Document excerpt:
□ □ □ □
Should You Use a Local LLM? 9 Pros and Cons – MUO – MakeUseOf

Using a local large language model isn’t for everyone, but there are some good reasons why you might want to try.
Since the arrival of ChatGPT in November 2022, the term large language model (LLM) has quickly transitioned from a niche term for AI nerds to a buzzword on everyone's lips. The greatest allure of a local LLM is the ability to replicate the abilities of a chatbot like ChatGPT on your computer without the baggage of a cloud-hosted version.
Arguments exist for and against setting up a local LLM on your computer. We'll cut the hype and bring you the facts. Should you use a local LLM?
Why are people so hyped about setting up their own large language models on their computers? Beyond the hype and bragging rights, what are some practical benefits?
When ChatGPT and Bing AI first came online, the things both chatbots were willing to say and do were as fascinating as they were alarming. Bing AI acted warm and lovely, like it had emotions. ChatGPT was willing to use curse words if you asked nicely. At the time, both chatbots would even help you make a bomb if you used the right prompts. This might sound like all shades of wrong, but being able to do anything was emblematic of the unrestricted capabilities of the language models that powered them.
Today, both chatbots have been so tightly censored that they won't even help you write a fictional crime novel with violent scenes. Some AI chatbots won't even talk about religion or politics. Although LLMs you can set up locally aren't entirely censorship-free, many of them will gladly do the thought-provoking things the public-facing chatbots won't do. So, if you don't want a robot lecturing you about morality when discussing topics of personal interest, running a local LLM might be the way to go.
One of the primary reasons people opt for a local LLM is to ensure that whatever happens on their computer stays on their computer. When you use a local LLM, it's like having a conversation privately in your living room—no one outside can listen in. Whether you're experimenting with your credit card details or having sensitive personal conversations with the LLM, all the resulting data is stored only on your computer. The alternative is using publicly-facing LLMs like GPT-4, which gives the companies in charge access to your chat information.
□ □ □ □
Source data:
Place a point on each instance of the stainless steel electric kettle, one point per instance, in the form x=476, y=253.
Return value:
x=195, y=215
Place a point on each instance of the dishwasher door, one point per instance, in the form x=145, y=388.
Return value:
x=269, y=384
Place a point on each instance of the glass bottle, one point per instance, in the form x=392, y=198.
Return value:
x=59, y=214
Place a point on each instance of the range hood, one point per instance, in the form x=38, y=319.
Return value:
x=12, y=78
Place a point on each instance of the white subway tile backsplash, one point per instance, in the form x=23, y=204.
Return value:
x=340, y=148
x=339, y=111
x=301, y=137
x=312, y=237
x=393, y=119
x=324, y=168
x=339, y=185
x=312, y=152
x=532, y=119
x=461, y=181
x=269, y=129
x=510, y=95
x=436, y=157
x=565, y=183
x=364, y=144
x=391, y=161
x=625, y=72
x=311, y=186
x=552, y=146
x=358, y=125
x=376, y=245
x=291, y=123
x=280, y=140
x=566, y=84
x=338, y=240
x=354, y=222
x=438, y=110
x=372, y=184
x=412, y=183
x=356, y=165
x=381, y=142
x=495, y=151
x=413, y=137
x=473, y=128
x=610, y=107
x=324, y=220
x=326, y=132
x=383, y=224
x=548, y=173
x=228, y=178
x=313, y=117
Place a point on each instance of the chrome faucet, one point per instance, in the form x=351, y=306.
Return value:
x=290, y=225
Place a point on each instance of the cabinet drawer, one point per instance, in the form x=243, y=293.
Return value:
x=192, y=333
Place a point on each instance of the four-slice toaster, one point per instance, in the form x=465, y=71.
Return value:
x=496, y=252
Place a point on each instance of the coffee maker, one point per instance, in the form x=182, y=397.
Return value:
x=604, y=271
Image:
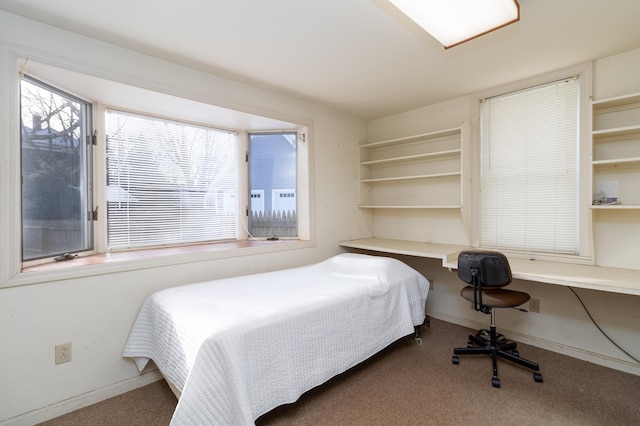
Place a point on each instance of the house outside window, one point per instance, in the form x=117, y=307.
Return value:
x=529, y=175
x=169, y=182
x=158, y=181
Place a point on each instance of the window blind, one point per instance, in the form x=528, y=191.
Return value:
x=168, y=182
x=529, y=162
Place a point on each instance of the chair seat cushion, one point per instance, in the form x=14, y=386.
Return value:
x=497, y=298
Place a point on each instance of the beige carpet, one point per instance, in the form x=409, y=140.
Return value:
x=407, y=384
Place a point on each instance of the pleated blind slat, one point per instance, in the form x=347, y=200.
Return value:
x=168, y=182
x=529, y=157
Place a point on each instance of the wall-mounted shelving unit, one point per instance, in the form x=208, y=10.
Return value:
x=421, y=171
x=616, y=151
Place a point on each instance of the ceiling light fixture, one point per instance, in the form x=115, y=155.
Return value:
x=453, y=22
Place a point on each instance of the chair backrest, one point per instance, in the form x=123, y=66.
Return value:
x=490, y=267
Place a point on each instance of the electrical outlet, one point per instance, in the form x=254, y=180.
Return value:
x=63, y=353
x=534, y=305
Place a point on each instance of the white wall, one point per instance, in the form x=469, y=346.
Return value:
x=96, y=313
x=562, y=324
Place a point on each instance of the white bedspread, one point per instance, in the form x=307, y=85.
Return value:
x=237, y=348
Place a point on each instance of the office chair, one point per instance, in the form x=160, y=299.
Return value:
x=486, y=272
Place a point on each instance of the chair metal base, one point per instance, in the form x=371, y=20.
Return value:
x=496, y=348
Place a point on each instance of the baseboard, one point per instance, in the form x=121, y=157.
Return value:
x=595, y=358
x=81, y=401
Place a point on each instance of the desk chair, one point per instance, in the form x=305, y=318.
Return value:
x=486, y=272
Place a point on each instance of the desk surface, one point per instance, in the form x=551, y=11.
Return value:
x=615, y=280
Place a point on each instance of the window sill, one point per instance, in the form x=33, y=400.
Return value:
x=106, y=263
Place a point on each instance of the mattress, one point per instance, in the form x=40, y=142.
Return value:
x=236, y=348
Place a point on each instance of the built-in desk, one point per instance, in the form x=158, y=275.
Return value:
x=615, y=280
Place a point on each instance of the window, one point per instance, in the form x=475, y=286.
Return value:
x=272, y=175
x=56, y=154
x=169, y=182
x=529, y=174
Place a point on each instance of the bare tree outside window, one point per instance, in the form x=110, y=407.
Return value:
x=55, y=172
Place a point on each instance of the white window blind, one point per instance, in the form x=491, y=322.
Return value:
x=529, y=160
x=169, y=182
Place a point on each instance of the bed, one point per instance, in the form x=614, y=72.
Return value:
x=233, y=349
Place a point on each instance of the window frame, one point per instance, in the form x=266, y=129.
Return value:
x=80, y=78
x=88, y=159
x=585, y=245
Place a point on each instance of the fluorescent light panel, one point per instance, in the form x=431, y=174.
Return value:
x=453, y=22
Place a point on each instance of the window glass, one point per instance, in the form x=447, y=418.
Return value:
x=529, y=169
x=272, y=175
x=56, y=172
x=169, y=182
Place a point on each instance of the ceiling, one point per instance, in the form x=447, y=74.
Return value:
x=360, y=57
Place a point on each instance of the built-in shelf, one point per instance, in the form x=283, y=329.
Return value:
x=616, y=207
x=454, y=207
x=615, y=164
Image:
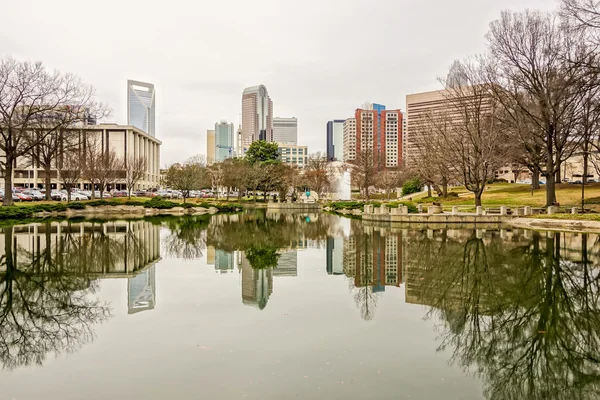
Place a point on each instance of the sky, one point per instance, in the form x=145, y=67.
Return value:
x=319, y=59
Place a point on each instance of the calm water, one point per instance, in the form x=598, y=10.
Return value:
x=314, y=306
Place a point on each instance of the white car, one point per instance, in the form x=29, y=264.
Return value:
x=74, y=196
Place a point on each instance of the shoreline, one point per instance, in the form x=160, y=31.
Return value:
x=558, y=225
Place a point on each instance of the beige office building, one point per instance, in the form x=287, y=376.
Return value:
x=210, y=146
x=294, y=155
x=125, y=140
x=257, y=116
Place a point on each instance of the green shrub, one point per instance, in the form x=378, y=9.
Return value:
x=411, y=186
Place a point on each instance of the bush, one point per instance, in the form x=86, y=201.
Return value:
x=411, y=207
x=411, y=186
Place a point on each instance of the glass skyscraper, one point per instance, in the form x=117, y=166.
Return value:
x=140, y=106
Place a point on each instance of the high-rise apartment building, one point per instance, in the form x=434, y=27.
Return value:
x=224, y=141
x=380, y=131
x=141, y=106
x=335, y=140
x=210, y=146
x=349, y=140
x=294, y=155
x=285, y=130
x=257, y=116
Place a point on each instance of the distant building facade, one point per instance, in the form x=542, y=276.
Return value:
x=335, y=140
x=294, y=155
x=257, y=116
x=224, y=141
x=210, y=146
x=141, y=109
x=126, y=141
x=349, y=140
x=285, y=130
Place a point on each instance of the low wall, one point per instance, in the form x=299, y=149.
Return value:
x=436, y=218
x=294, y=206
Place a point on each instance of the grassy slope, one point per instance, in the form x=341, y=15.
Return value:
x=521, y=195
□ □ □ □
What you need to do:
Answer these from the article on local LLMs:
(a) When did ChatGPT arrive?
(b) Which chatbot acted warm and lovely, as though it had emotions?
(c) With a local LLM, where is the resulting data stored?
The material after the article on local LLMs is separate from it.

Task answer:
(a) November 2022
(b) Bing AI
(c) Only on your computer